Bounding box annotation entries
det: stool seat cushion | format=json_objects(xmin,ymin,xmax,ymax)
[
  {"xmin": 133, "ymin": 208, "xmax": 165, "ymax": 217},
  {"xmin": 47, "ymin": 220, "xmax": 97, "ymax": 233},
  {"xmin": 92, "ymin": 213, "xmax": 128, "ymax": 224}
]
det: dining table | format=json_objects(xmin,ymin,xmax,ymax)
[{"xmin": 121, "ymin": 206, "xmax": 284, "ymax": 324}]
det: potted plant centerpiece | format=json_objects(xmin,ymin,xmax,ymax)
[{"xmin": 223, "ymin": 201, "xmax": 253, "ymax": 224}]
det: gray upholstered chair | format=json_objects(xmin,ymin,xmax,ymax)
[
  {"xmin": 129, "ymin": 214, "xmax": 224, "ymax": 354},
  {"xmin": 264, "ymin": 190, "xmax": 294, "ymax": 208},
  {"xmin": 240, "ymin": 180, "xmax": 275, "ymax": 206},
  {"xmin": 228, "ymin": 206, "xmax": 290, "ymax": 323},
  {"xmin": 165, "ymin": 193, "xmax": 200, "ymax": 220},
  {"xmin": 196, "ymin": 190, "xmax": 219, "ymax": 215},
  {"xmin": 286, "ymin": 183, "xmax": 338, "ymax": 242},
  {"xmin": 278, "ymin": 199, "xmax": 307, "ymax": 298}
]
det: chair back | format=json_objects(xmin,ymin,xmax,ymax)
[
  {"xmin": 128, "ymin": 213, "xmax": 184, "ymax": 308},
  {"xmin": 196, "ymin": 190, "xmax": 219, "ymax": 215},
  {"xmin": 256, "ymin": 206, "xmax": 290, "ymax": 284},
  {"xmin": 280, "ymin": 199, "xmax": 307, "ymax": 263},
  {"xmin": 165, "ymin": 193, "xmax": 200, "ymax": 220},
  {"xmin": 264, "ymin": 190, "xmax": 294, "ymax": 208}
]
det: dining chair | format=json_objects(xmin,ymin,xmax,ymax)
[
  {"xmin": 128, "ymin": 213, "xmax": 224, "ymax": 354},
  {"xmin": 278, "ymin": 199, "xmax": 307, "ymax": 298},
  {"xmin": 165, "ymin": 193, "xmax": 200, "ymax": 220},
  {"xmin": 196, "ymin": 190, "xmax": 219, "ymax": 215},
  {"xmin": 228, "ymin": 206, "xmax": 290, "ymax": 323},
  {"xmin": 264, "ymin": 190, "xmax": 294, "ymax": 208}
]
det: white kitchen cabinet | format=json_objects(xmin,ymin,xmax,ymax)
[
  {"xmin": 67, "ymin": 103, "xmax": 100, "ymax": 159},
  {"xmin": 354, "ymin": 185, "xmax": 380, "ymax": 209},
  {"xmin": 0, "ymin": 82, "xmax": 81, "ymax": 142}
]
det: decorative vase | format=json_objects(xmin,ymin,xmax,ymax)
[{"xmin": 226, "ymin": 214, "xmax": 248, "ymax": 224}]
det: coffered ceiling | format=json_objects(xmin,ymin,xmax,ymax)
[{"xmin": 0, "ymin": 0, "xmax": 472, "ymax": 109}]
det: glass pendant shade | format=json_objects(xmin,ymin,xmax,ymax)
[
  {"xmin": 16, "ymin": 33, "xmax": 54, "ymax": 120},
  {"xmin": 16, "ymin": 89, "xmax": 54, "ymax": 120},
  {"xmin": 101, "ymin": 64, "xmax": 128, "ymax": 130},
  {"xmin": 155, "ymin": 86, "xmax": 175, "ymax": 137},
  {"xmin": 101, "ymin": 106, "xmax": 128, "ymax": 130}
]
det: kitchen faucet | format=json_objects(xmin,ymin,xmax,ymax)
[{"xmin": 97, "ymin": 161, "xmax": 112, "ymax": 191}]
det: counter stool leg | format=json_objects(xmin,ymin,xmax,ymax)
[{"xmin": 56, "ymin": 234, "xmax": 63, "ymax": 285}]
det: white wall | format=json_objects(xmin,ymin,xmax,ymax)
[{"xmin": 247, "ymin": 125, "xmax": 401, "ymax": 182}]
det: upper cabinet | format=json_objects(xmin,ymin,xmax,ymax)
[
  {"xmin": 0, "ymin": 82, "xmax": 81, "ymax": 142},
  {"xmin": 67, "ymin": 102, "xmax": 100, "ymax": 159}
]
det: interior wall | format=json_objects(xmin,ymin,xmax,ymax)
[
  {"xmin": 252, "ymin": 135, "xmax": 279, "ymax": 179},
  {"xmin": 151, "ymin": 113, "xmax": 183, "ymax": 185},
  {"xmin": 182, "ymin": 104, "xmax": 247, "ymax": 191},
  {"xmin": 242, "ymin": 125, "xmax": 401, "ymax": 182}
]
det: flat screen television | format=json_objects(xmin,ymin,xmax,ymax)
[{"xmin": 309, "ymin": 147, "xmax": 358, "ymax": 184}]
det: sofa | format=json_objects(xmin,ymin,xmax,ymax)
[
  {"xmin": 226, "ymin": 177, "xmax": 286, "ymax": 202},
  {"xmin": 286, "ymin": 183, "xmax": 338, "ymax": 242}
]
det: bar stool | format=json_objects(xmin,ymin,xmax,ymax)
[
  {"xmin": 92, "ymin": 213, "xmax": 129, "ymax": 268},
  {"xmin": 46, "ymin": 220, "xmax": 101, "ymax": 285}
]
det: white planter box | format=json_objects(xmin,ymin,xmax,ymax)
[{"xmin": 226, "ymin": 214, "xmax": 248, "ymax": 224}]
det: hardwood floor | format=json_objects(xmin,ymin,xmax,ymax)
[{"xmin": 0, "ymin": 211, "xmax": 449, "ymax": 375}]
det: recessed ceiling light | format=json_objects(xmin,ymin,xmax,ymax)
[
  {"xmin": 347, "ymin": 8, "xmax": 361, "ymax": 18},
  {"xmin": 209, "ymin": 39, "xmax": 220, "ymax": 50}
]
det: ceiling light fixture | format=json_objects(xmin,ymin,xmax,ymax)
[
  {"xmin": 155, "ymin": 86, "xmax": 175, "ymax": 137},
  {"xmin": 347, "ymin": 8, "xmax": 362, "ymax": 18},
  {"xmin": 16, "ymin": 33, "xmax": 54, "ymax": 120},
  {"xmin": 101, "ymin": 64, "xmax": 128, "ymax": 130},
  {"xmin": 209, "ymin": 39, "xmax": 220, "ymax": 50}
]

[Work required]
Return all of the data exactly as it reads.

[Solution to the exercise]
det: stool seat cushion | format=json_objects(xmin,ymin,xmax,ymax)
[
  {"xmin": 133, "ymin": 208, "xmax": 165, "ymax": 217},
  {"xmin": 47, "ymin": 220, "xmax": 97, "ymax": 233},
  {"xmin": 92, "ymin": 213, "xmax": 128, "ymax": 224}
]
det: dining table | format=json_objects(xmin,ymin,xmax,ymax)
[{"xmin": 121, "ymin": 206, "xmax": 284, "ymax": 324}]
det: potted plant centerpiece | format=json_objects(xmin,ymin,xmax,ymax)
[{"xmin": 223, "ymin": 201, "xmax": 253, "ymax": 224}]
det: gray upholstered chair | format=json_objects(xmin,ymin,xmax,ymax)
[
  {"xmin": 129, "ymin": 214, "xmax": 224, "ymax": 354},
  {"xmin": 264, "ymin": 190, "xmax": 294, "ymax": 208},
  {"xmin": 240, "ymin": 180, "xmax": 275, "ymax": 206},
  {"xmin": 228, "ymin": 206, "xmax": 290, "ymax": 323},
  {"xmin": 165, "ymin": 193, "xmax": 200, "ymax": 220},
  {"xmin": 196, "ymin": 190, "xmax": 219, "ymax": 215},
  {"xmin": 286, "ymin": 183, "xmax": 338, "ymax": 242},
  {"xmin": 278, "ymin": 199, "xmax": 307, "ymax": 298}
]
det: chair back | format=json_objects(xmin,ymin,xmax,ymax)
[
  {"xmin": 128, "ymin": 213, "xmax": 184, "ymax": 308},
  {"xmin": 196, "ymin": 190, "xmax": 219, "ymax": 215},
  {"xmin": 256, "ymin": 206, "xmax": 290, "ymax": 284},
  {"xmin": 280, "ymin": 199, "xmax": 307, "ymax": 263},
  {"xmin": 165, "ymin": 193, "xmax": 200, "ymax": 220},
  {"xmin": 264, "ymin": 190, "xmax": 294, "ymax": 208}
]
det: dining chair | format=json_objects(xmin,ymin,xmax,ymax)
[
  {"xmin": 128, "ymin": 213, "xmax": 224, "ymax": 354},
  {"xmin": 278, "ymin": 199, "xmax": 307, "ymax": 298},
  {"xmin": 165, "ymin": 193, "xmax": 200, "ymax": 220},
  {"xmin": 196, "ymin": 190, "xmax": 219, "ymax": 215},
  {"xmin": 228, "ymin": 206, "xmax": 290, "ymax": 323},
  {"xmin": 264, "ymin": 190, "xmax": 294, "ymax": 208}
]
det: white kitchen cabinet | format=json_objects(xmin,ymin,xmax,ymax)
[
  {"xmin": 67, "ymin": 103, "xmax": 100, "ymax": 159},
  {"xmin": 354, "ymin": 185, "xmax": 380, "ymax": 209},
  {"xmin": 0, "ymin": 82, "xmax": 81, "ymax": 142}
]
det: decorative vase | format=json_objects(xmin,ymin,xmax,ymax)
[{"xmin": 226, "ymin": 214, "xmax": 248, "ymax": 224}]
det: coffered ceiling | format=json_objects(xmin,ymin,xmax,ymax)
[{"xmin": 0, "ymin": 0, "xmax": 472, "ymax": 109}]
det: glass pendant shade | format=json_objects(xmin,ymin,xmax,ymax)
[
  {"xmin": 16, "ymin": 33, "xmax": 54, "ymax": 120},
  {"xmin": 16, "ymin": 89, "xmax": 54, "ymax": 120},
  {"xmin": 101, "ymin": 64, "xmax": 128, "ymax": 130},
  {"xmin": 155, "ymin": 86, "xmax": 175, "ymax": 137},
  {"xmin": 101, "ymin": 106, "xmax": 128, "ymax": 130}
]
det: kitchen faucet | format=json_objects(xmin,ymin,xmax,ymax)
[{"xmin": 97, "ymin": 161, "xmax": 112, "ymax": 191}]
det: counter stool leg | format=json_objects(xmin,ymin,xmax,ymax)
[{"xmin": 56, "ymin": 234, "xmax": 63, "ymax": 285}]
det: white wall | format=json_objects(xmin,ymin,xmax,ymax)
[{"xmin": 247, "ymin": 125, "xmax": 401, "ymax": 182}]
det: upper cabinet | format=json_objects(xmin,ymin,xmax,ymax)
[
  {"xmin": 0, "ymin": 82, "xmax": 81, "ymax": 142},
  {"xmin": 67, "ymin": 102, "xmax": 100, "ymax": 159}
]
det: interior wall | format=json_objects(xmin,ymin,xmax,ymax)
[
  {"xmin": 252, "ymin": 135, "xmax": 279, "ymax": 179},
  {"xmin": 151, "ymin": 113, "xmax": 183, "ymax": 185},
  {"xmin": 182, "ymin": 104, "xmax": 247, "ymax": 191},
  {"xmin": 242, "ymin": 125, "xmax": 401, "ymax": 182}
]
det: flat screen television | format=json_objects(xmin,ymin,xmax,ymax)
[{"xmin": 309, "ymin": 147, "xmax": 358, "ymax": 184}]
det: sofa | format=json_objects(xmin,ymin,xmax,ymax)
[
  {"xmin": 226, "ymin": 177, "xmax": 286, "ymax": 202},
  {"xmin": 286, "ymin": 183, "xmax": 338, "ymax": 242}
]
det: bar stool | format=json_objects(xmin,ymin,xmax,ymax)
[
  {"xmin": 92, "ymin": 213, "xmax": 129, "ymax": 268},
  {"xmin": 46, "ymin": 220, "xmax": 101, "ymax": 285}
]
det: white planter box | format=json_objects(xmin,ymin,xmax,ymax)
[{"xmin": 226, "ymin": 214, "xmax": 248, "ymax": 224}]
det: hardwood floor | format=json_objects(xmin,ymin,xmax,ymax)
[{"xmin": 0, "ymin": 211, "xmax": 449, "ymax": 375}]
det: recessed ceiling light | format=json_objects(xmin,ymin,xmax,ymax)
[
  {"xmin": 347, "ymin": 8, "xmax": 361, "ymax": 18},
  {"xmin": 209, "ymin": 39, "xmax": 220, "ymax": 50}
]
det: ceiling light fixture | format=json_objects(xmin,ymin,xmax,ymax)
[
  {"xmin": 155, "ymin": 86, "xmax": 175, "ymax": 137},
  {"xmin": 347, "ymin": 8, "xmax": 362, "ymax": 18},
  {"xmin": 16, "ymin": 33, "xmax": 54, "ymax": 120},
  {"xmin": 101, "ymin": 64, "xmax": 128, "ymax": 130},
  {"xmin": 209, "ymin": 39, "xmax": 220, "ymax": 50}
]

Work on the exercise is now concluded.